■ **WHAT IS ASKED**: Copy out the entries below in full and exactly.

-- BEGIN RECORDS FOR THE EXERCISE --

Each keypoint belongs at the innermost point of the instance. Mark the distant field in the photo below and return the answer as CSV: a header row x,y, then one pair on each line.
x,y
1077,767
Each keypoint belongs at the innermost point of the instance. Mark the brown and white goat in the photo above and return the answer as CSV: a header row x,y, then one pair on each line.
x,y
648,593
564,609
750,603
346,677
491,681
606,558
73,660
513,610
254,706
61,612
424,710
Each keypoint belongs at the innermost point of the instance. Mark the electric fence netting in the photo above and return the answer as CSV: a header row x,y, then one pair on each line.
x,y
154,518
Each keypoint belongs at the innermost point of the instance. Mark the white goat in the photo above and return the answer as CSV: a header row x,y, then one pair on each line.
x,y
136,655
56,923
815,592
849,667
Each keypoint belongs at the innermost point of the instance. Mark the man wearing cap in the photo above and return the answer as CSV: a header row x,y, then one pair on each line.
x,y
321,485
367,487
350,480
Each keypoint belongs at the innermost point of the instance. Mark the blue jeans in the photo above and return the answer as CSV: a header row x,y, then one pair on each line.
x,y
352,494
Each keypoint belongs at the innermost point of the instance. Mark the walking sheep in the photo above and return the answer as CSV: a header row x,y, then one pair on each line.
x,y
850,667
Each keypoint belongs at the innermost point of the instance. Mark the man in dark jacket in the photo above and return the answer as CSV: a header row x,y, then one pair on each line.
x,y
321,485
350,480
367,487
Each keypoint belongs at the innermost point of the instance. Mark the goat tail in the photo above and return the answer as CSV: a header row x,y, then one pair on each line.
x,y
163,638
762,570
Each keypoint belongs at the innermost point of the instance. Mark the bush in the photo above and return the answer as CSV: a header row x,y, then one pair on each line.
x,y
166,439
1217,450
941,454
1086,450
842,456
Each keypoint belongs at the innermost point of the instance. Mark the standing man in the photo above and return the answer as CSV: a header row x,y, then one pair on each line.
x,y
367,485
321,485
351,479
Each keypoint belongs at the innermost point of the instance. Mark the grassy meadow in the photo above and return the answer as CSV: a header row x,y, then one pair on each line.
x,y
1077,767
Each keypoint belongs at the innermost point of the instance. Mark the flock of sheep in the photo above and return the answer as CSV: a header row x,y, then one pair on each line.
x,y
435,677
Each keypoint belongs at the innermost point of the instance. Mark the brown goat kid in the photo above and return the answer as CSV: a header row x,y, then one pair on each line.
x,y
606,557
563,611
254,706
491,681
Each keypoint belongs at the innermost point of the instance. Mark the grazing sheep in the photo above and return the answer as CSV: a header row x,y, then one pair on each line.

-- END RECORDS FOR THE EXERCISE --

■ **WRITTEN ANSWER**:
Each keypoint belongs at the innermost point of the instance. Mark the distant field in the photo below and return the answer as CSV: a header row x,y, then one pair on each line.
x,y
1077,767
Each keypoint belongs at the innermost point of the instance. Mark the brown and white goat in the photo above and return the answer as CSV: a header row x,y, then one pair on each line.
x,y
648,593
564,609
750,603
346,677
491,681
606,558
73,660
513,610
254,706
61,612
424,710
Each keypoint belongs at the innermost point of the instance. Mark the electric fence netting in the photo above and return the answer as CSV: a header row x,y, then one pair on each line.
x,y
154,518
Each keypoint belongs at the innermost point of the instance. Mark the white goat in the photo above and return the answer as CSV: a header row x,y, then one pair on each line.
x,y
136,655
56,923
815,592
849,667
Each keypoint belongs at the innermost point of the instance. Mark the man wearing cap in the photo above and return the answer as CSV: a header row x,y, then one pair on each line.
x,y
321,485
367,487
350,480
Each keypoint belongs at the innermost point of the instance. Mark the blue jeans in the photo above and return the answer as CSV: a header row x,y, then one pair on each line.
x,y
352,494
Each keypoint belongs at the innermost point of the instance. Mark the walking sheep in the photo above and return the answer as CSV: a header row x,y, then one pair on each line.
x,y
850,667
Each keypoint belongs at the innermost point of the instance. Mark the man in dark jacket in the photo above and return the answer as CSV: a header row x,y, then one pair on each line.
x,y
321,485
350,480
367,487
Each keypoint belongs at the innermost point of the instance. Mark the goat tail in the photo above and return the answer as CSV: a header row x,y, then one pair on each line.
x,y
163,638
762,570
Each keypoint belongs at the innermost point of the instance. Mark the bush in the photo above and return the answer as CSV: a header row x,y, then one pair on each line.
x,y
166,439
1217,450
941,454
1086,450
842,456
Each keypoint belongs at the innermost point of the instance. Mark the standing man in the photo above and return the answer as CSV: a header row x,y, then one pair on each line.
x,y
367,485
321,485
351,479
Each keypoint belongs at the innermost point of the instance. Mark the grassy meadow in the photo above and return the answer as CSV: a header row x,y, then one pair on each line.
x,y
1077,767
Each keypoint belongs at the innermost point of the instance. Mark the flock of sheep in the photo above and return the answer as CSV: a header row x,y, then one pair on each line.
x,y
435,677
Each keypoint belongs at the innermost point of the instance. Mark the brown goat kid in the photo above and return the answer as CSV: a header row x,y, then one pair on each line.
x,y
606,557
563,611
254,706
491,681
Each keypoint belongs at the innermost point of the instance. Mark the grazing sheep in the photo above and return the answer as CSV: a header row x,y, then one pair on each line.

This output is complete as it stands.